[Image-backed grounding data]
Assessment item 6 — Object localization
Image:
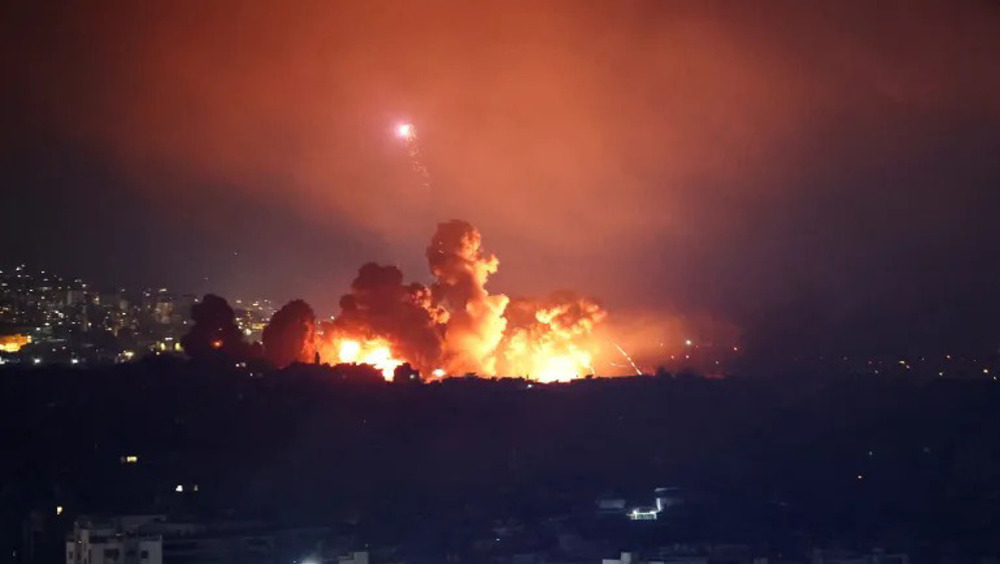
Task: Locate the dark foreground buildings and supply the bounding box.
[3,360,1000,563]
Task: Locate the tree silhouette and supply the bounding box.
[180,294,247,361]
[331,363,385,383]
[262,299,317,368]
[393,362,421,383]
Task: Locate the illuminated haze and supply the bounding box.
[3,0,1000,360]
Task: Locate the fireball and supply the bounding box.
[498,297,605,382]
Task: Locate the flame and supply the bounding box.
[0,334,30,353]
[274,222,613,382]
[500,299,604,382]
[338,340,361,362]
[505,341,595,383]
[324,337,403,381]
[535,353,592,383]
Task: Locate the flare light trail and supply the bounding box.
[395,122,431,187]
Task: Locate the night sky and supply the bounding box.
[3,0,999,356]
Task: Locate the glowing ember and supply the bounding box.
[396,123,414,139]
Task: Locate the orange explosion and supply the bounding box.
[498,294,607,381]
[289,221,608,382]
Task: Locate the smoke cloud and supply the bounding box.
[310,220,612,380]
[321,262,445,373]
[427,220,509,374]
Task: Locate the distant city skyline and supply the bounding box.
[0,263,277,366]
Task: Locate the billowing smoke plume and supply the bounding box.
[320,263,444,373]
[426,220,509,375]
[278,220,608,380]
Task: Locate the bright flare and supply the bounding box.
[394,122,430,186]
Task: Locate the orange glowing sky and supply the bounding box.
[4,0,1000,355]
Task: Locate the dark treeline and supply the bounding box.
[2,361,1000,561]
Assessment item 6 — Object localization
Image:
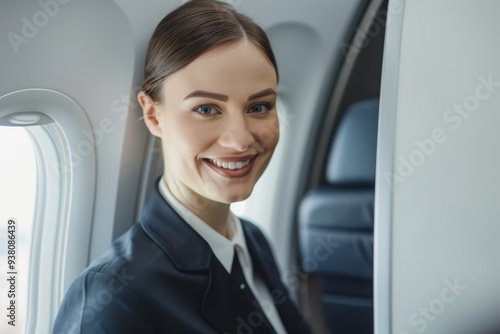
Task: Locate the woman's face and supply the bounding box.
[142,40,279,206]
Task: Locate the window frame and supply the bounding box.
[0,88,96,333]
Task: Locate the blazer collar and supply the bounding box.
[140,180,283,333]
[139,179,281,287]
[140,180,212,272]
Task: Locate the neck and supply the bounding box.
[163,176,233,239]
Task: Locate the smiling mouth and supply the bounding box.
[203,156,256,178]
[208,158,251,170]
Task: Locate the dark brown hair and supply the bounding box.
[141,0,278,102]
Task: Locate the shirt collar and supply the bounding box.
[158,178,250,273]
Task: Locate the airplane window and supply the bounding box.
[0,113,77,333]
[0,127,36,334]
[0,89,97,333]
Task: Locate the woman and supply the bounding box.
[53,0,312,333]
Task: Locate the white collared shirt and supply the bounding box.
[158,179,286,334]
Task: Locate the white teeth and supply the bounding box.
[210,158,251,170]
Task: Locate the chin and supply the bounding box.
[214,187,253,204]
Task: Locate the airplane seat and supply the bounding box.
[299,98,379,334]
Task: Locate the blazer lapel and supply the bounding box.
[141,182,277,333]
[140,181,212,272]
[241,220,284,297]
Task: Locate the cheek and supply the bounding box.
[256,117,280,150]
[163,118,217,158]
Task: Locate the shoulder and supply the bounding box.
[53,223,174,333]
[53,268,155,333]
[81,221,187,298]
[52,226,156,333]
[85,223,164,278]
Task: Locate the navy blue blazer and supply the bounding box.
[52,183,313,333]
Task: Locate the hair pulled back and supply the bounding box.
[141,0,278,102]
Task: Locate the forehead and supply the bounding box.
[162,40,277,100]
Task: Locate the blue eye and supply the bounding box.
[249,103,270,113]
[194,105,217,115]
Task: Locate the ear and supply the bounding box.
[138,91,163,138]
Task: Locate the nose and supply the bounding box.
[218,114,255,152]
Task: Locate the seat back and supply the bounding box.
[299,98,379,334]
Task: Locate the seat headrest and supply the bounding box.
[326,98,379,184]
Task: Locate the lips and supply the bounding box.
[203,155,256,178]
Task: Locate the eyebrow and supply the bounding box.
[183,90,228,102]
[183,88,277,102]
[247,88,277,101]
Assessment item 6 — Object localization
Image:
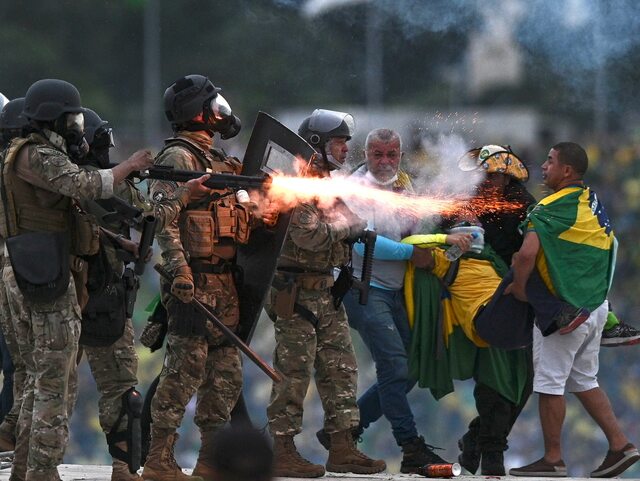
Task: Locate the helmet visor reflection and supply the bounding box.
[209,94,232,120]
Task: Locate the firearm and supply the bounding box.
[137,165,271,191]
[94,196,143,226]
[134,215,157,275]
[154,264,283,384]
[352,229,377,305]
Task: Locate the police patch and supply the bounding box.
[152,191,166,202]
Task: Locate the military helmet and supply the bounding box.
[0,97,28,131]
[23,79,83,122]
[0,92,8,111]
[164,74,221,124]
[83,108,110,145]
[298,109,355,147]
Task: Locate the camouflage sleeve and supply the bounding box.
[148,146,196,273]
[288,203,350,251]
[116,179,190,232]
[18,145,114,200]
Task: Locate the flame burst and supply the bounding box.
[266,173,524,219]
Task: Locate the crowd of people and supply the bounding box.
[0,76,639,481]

= Required action =
Omit the pictures; restate every entry word for word.

= Output for this exercise =
Assessment item 6 — Object localization
Image:
Task: Locate the dark foreground buildings and supply the bounding box.
[3,360,1000,563]
Task: Locate the tree silhouette and supply the bounding box.
[180,294,247,361]
[331,363,385,383]
[262,299,317,368]
[393,362,421,383]
Task: Locate the illuminated haze and supply the bounding box.
[3,0,1000,360]
Task: Locate the fireball and supply the bounding box.
[498,297,605,382]
Task: Locate the flame and supply the bounding box.
[0,334,30,353]
[274,222,613,382]
[500,299,604,382]
[338,340,361,362]
[505,341,595,383]
[324,337,403,381]
[535,353,592,383]
Task: Locate the flare light trail and supply the bounding box.
[395,122,431,187]
Task: Locate the night sky and supply the bounding box.
[3,0,999,356]
Task: Locate the glowing ember and supply the bounding box.
[396,123,414,139]
Task: Locate the orange explosion and supply the bounding box.
[498,294,607,381]
[289,221,608,382]
Task: Locate the smoke cloud and supply the bounding box.
[310,220,612,380]
[321,262,445,373]
[427,220,509,374]
Task: Locate the distant city skyline and supply the bounding box.
[0,263,277,366]
Task: Locate the billowing smoke plume and supply the bounding box.
[320,263,444,373]
[426,220,509,375]
[278,220,608,380]
Task: Locate the bright flare and supply the bounding box.
[394,122,430,186]
Task: Locate the orange glowing sky and supply the bounding box.
[4,0,1000,355]
Task: Locate the dark treeline and supply the bounding box.
[2,361,1000,561]
Assessment item 6 — Object localization
Image:
Task: Locate the woman's face and supply the bounding box.
[142,40,279,206]
Task: Locate the window frame and supply the bounding box.
[0,88,96,333]
Task: Locate the blazer collar and supply the bounding box.
[140,180,283,333]
[139,179,281,287]
[140,180,212,272]
Task: Locate the neck and supply the bounding box.
[163,176,233,239]
Task: Locate the smiling mouth and supply the bounding box.
[203,156,256,178]
[208,158,251,170]
Task: Locate the dark brown hair and supply the bounding box.
[141,0,278,102]
Task: Locate the shirt collar and supply the bounding box.
[158,178,250,273]
Task: Locate the airplane window and supply the bounding box.
[0,113,77,333]
[0,127,36,334]
[0,89,97,333]
Task: Locate the woman and supply the bounding box.
[53,0,312,333]
Task: Locate the white collared shirt and supply the bounding box.
[158,179,286,334]
Task: Locate the white teeth and supply the bounding box.
[210,158,251,170]
Task: Locate the chin and supply the bounding box.
[214,187,253,204]
Task: Locate the airplane seat and supply the bounding box.
[299,98,379,334]
Task: Locate the blazer lapel and supply the bounding box.
[141,182,277,333]
[140,181,212,272]
[241,220,284,297]
Task: Locate the cheek and supply the bounding box.
[256,117,280,150]
[163,118,217,158]
Task: Locate the shoulder and supply the bounding box.
[53,223,174,333]
[53,268,155,333]
[81,221,187,298]
[52,226,156,333]
[85,223,164,278]
Task: Locate the navy blue blazer and supply the bounding box.
[52,183,313,333]
Task: Locate the hair pulled back and supply the bounding box.
[141,0,278,102]
Task: Locate the forehead and supply the bounding box.
[162,40,277,100]
Task: Locate the blue eye and supply the bounding box.
[249,103,270,113]
[194,105,217,115]
Task: Locate the ear and supply the bounding box.
[138,91,163,138]
Task: Locate the nose and supply the bounding box.
[218,114,255,152]
Task: Locate the seat back and supply the bounding box.
[299,98,379,334]
Task: Locate the seat headrest and supply the bounding box.
[326,98,379,184]
Task: Locate the lips and supply the bounding box.
[203,155,256,178]
Task: Locate the eyebrow and supply the bounding box.
[183,90,228,102]
[183,88,277,102]
[247,88,277,101]
Assessment item 6 — Object localization
Image:
Task: Locate the helmet visor reflection and supply the bounding box.
[209,94,232,120]
Task: Locate the firearm and supply the bounding box.
[137,165,271,191]
[94,196,143,226]
[134,215,157,275]
[154,264,283,384]
[352,229,377,305]
Task: Locate the police patch and supply the bounding box.
[152,191,166,202]
Task: Locate the military helmet and supply the bounding box.
[0,97,28,131]
[23,79,83,122]
[0,92,8,111]
[164,74,221,124]
[83,108,110,145]
[298,109,355,147]
Task: Locate the camouflage sleeve and supply the bounding box.
[148,146,196,273]
[288,203,350,251]
[116,179,190,232]
[18,145,114,200]
Task: Locate the flame burst and supply the bounding box.
[266,173,524,219]
Task: Locate the crowd of people and supply the bounding box.
[0,76,639,481]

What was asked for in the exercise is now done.